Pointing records
⁂
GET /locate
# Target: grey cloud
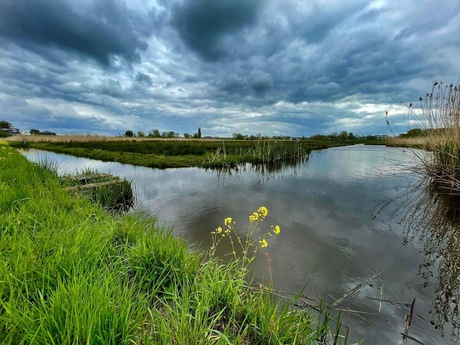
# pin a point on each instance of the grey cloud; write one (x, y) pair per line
(260, 82)
(143, 79)
(99, 29)
(203, 24)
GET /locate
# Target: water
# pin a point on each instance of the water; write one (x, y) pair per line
(347, 214)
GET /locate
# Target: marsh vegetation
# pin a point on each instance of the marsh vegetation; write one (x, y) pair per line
(435, 122)
(74, 274)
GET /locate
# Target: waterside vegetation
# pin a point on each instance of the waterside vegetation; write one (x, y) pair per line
(73, 273)
(436, 122)
(174, 153)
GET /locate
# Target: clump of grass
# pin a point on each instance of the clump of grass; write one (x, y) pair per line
(108, 191)
(71, 273)
(437, 117)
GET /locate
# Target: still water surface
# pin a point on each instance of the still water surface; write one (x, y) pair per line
(344, 216)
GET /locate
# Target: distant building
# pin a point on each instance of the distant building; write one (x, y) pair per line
(11, 131)
(381, 137)
(46, 133)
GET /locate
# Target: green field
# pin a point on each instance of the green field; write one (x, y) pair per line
(182, 153)
(71, 273)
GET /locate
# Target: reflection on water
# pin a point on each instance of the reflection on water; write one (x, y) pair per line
(340, 213)
(437, 227)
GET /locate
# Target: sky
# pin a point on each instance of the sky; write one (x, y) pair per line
(269, 67)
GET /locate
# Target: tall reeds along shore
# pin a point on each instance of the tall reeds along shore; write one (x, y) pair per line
(73, 273)
(435, 120)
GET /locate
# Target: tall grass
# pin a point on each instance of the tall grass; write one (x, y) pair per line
(71, 273)
(437, 115)
(180, 153)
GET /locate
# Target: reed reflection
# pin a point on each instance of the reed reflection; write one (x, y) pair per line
(264, 171)
(435, 221)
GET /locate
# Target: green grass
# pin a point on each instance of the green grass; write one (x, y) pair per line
(71, 273)
(175, 154)
(436, 119)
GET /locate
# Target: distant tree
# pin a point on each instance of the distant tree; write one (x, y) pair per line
(343, 135)
(155, 133)
(5, 124)
(169, 134)
(333, 135)
(238, 136)
(319, 137)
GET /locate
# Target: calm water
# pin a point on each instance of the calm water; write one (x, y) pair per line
(345, 214)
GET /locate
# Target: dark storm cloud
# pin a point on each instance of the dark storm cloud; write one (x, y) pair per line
(99, 29)
(143, 79)
(203, 24)
(249, 66)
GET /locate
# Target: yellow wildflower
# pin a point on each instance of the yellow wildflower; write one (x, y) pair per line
(263, 212)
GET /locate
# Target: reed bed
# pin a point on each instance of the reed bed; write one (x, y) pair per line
(71, 273)
(437, 119)
(179, 153)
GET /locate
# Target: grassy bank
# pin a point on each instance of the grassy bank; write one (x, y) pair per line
(73, 274)
(436, 119)
(178, 153)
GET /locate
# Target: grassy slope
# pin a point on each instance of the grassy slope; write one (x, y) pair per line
(72, 274)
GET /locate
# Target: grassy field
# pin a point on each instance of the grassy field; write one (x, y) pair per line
(71, 273)
(167, 153)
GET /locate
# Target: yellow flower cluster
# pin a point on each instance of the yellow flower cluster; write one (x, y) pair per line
(260, 214)
(229, 232)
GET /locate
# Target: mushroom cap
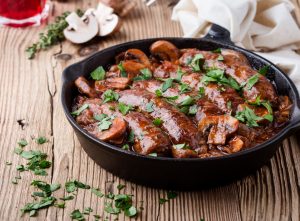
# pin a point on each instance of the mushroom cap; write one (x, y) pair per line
(81, 30)
(110, 24)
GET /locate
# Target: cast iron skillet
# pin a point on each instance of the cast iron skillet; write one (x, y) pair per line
(173, 173)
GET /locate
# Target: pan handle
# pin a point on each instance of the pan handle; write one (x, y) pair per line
(218, 33)
(296, 119)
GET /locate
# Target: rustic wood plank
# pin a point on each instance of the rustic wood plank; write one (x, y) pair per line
(30, 90)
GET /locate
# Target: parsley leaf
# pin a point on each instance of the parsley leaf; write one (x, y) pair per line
(145, 75)
(197, 62)
(167, 84)
(23, 143)
(73, 185)
(149, 107)
(120, 186)
(187, 101)
(41, 140)
(152, 154)
(124, 109)
(78, 112)
(264, 70)
(249, 117)
(98, 74)
(110, 95)
(97, 192)
(157, 122)
(184, 88)
(77, 215)
(252, 81)
(122, 70)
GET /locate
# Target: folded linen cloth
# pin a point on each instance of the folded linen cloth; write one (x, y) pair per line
(265, 26)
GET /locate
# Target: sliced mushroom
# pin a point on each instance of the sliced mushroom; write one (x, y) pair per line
(81, 30)
(121, 7)
(165, 50)
(218, 128)
(83, 86)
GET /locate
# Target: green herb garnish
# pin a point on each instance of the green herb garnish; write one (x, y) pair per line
(78, 112)
(98, 74)
(77, 215)
(124, 109)
(197, 62)
(53, 35)
(145, 75)
(157, 122)
(122, 70)
(41, 140)
(252, 81)
(264, 70)
(167, 84)
(149, 107)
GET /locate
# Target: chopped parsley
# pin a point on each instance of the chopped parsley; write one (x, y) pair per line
(124, 109)
(197, 62)
(264, 70)
(184, 88)
(122, 70)
(41, 140)
(78, 112)
(218, 76)
(77, 215)
(193, 109)
(130, 138)
(23, 143)
(97, 192)
(73, 185)
(158, 93)
(120, 186)
(252, 81)
(157, 122)
(249, 117)
(110, 95)
(152, 154)
(125, 147)
(218, 50)
(181, 146)
(167, 84)
(146, 74)
(98, 74)
(187, 101)
(149, 107)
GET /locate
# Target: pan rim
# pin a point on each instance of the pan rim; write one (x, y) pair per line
(276, 138)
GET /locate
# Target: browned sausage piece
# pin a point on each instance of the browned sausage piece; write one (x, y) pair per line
(115, 131)
(179, 127)
(165, 50)
(147, 138)
(83, 85)
(218, 128)
(119, 83)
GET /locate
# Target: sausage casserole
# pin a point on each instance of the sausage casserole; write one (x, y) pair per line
(181, 103)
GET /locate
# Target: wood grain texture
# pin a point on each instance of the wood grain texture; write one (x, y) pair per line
(30, 91)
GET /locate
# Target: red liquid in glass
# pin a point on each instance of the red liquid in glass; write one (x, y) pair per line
(21, 9)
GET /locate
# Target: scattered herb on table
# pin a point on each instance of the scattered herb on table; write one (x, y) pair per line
(41, 140)
(54, 34)
(146, 74)
(98, 74)
(110, 95)
(82, 108)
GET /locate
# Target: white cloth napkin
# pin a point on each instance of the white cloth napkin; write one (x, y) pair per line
(265, 26)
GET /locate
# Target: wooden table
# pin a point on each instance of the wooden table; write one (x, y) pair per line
(30, 106)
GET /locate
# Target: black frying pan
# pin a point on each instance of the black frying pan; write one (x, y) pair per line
(169, 172)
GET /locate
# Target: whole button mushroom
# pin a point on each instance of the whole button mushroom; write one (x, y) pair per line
(81, 30)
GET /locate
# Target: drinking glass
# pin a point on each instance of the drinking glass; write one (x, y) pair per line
(21, 13)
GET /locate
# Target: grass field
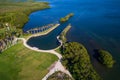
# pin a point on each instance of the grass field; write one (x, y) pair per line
(20, 63)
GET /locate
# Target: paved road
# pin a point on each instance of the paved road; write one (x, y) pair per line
(58, 66)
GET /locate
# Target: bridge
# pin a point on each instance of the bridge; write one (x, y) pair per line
(41, 29)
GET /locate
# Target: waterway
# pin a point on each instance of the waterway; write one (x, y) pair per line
(96, 24)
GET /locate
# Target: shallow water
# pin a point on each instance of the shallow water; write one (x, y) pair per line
(96, 24)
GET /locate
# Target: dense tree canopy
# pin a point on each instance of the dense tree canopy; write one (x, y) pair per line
(66, 18)
(106, 58)
(77, 60)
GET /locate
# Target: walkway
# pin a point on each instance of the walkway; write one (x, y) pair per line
(58, 66)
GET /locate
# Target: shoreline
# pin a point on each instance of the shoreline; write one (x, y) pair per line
(45, 33)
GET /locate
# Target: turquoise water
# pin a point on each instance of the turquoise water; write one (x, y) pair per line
(96, 24)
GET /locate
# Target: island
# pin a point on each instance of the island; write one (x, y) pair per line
(66, 18)
(13, 16)
(77, 60)
(106, 58)
(62, 35)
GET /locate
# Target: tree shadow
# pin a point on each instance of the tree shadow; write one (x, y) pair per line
(96, 54)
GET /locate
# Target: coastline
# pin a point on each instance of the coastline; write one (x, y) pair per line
(43, 33)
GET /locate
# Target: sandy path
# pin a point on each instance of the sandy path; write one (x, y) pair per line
(58, 66)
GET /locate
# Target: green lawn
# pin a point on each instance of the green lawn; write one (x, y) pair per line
(20, 63)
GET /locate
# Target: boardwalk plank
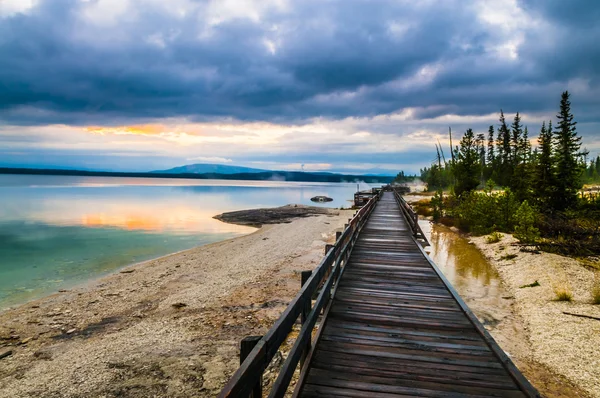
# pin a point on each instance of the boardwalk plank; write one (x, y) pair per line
(395, 329)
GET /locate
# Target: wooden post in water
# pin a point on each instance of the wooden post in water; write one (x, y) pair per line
(304, 315)
(327, 248)
(246, 346)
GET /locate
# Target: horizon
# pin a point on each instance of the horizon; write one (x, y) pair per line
(340, 87)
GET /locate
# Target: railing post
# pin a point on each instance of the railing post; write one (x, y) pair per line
(305, 275)
(246, 346)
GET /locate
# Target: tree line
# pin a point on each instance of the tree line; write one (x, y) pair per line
(549, 175)
(498, 181)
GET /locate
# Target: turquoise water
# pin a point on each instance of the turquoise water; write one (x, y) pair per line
(60, 231)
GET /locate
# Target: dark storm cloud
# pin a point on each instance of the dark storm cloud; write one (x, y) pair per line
(334, 59)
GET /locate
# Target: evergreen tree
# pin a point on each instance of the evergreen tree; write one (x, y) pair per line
(466, 168)
(503, 149)
(516, 141)
(480, 143)
(491, 158)
(544, 182)
(568, 169)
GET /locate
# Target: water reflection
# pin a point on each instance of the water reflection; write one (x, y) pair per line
(464, 265)
(56, 231)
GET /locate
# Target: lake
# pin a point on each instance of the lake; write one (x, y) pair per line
(60, 231)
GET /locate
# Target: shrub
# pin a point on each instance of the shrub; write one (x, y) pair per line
(563, 293)
(437, 205)
(494, 237)
(596, 289)
(525, 231)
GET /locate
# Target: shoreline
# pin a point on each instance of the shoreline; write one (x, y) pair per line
(561, 343)
(254, 218)
(167, 326)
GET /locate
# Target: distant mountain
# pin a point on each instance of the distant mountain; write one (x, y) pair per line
(261, 176)
(203, 168)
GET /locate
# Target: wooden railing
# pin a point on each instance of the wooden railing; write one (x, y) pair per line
(247, 380)
(411, 217)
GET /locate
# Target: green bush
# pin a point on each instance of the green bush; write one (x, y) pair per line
(494, 237)
(525, 231)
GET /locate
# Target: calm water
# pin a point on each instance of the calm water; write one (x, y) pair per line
(471, 274)
(59, 231)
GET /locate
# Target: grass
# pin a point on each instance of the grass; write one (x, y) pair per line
(423, 207)
(534, 284)
(563, 293)
(596, 289)
(494, 237)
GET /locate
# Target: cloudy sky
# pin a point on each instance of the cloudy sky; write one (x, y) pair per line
(343, 85)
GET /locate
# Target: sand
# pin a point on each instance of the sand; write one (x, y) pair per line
(567, 345)
(166, 327)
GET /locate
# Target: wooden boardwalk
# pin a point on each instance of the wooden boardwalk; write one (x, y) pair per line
(396, 328)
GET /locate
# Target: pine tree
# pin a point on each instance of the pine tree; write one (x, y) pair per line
(503, 149)
(568, 169)
(466, 168)
(544, 181)
(516, 138)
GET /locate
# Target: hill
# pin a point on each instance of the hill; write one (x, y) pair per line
(202, 168)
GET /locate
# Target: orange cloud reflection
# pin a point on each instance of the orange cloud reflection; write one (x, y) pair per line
(129, 222)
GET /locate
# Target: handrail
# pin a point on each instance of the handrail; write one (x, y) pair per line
(509, 366)
(249, 374)
(412, 217)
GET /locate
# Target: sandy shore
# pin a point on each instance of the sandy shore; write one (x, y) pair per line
(567, 345)
(166, 327)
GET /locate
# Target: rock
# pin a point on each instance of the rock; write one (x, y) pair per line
(321, 199)
(5, 353)
(25, 341)
(43, 354)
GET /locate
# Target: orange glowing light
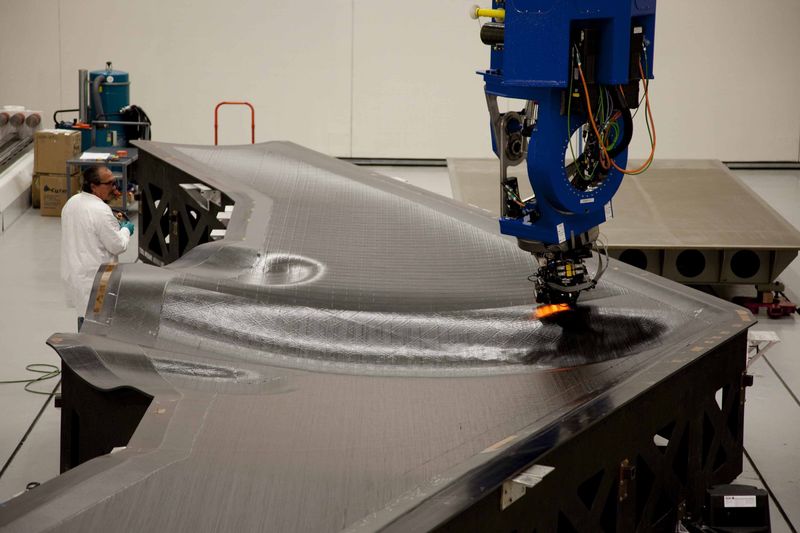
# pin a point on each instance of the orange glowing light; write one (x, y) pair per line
(543, 311)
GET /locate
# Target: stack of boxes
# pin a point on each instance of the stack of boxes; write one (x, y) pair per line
(51, 150)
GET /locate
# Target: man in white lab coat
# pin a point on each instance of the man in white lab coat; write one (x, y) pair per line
(90, 235)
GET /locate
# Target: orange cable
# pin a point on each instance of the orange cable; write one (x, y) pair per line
(604, 157)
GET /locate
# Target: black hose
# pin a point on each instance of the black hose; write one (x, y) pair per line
(58, 111)
(627, 124)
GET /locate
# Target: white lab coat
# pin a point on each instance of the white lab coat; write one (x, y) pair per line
(90, 236)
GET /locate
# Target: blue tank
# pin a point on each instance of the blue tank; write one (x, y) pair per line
(109, 92)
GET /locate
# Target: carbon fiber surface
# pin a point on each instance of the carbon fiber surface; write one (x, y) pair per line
(352, 347)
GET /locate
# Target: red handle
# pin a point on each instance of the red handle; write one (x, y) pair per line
(252, 120)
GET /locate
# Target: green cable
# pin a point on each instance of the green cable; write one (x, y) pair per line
(47, 371)
(646, 114)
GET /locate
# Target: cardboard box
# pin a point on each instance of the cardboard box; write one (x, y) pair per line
(53, 192)
(52, 148)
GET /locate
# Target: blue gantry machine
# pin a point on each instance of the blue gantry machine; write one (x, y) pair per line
(581, 68)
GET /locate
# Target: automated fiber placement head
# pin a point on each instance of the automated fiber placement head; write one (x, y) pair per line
(577, 68)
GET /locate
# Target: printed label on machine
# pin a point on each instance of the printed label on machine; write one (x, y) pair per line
(740, 501)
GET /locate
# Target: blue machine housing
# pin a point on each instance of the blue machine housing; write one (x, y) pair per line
(113, 93)
(534, 64)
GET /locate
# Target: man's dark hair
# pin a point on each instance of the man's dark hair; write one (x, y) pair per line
(91, 176)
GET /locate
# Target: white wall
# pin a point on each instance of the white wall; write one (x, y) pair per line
(388, 79)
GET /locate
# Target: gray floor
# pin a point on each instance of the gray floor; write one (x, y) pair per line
(32, 307)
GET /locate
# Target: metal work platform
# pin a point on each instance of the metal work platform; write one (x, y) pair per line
(358, 354)
(691, 221)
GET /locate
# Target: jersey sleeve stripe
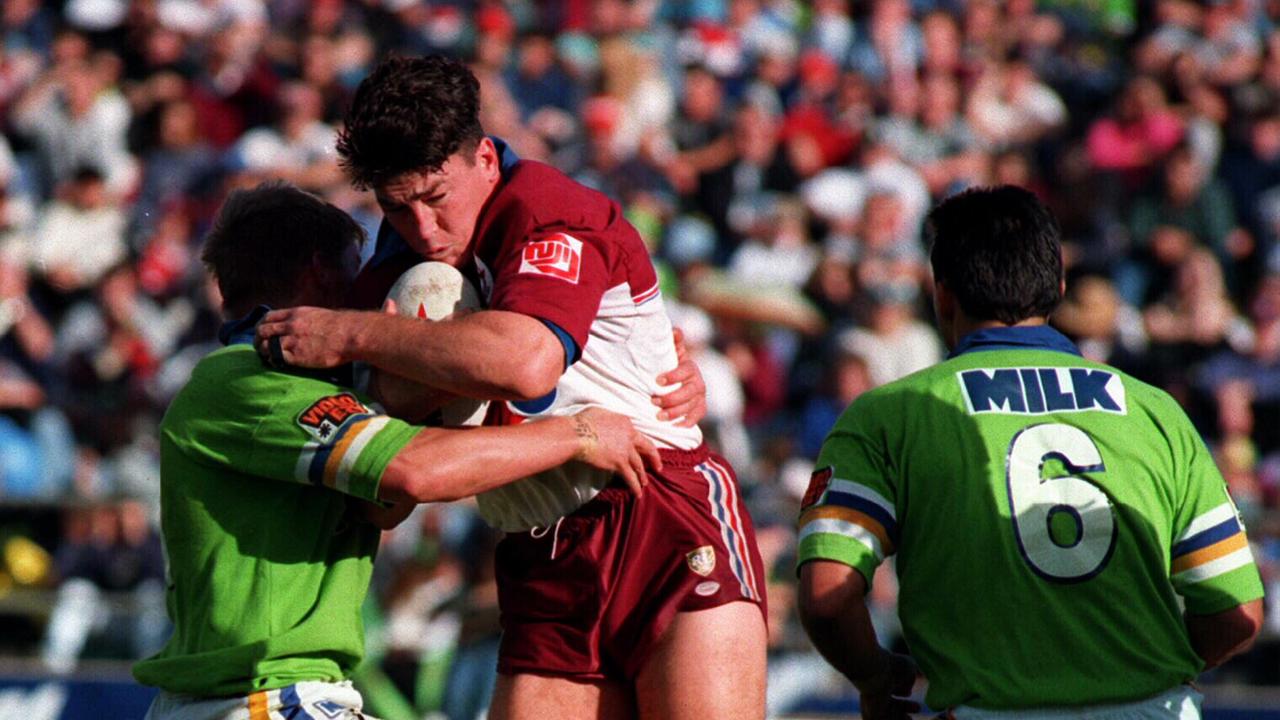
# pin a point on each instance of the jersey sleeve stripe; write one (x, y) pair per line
(347, 463)
(302, 470)
(1219, 532)
(854, 516)
(1210, 554)
(844, 528)
(341, 447)
(883, 519)
(1207, 520)
(1215, 568)
(849, 487)
(316, 473)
⁂
= PROBLEM TO SOLVE =
Count the lines in the material above that contain the word "hill". Give only the number.

= EXERCISE RESULT =
2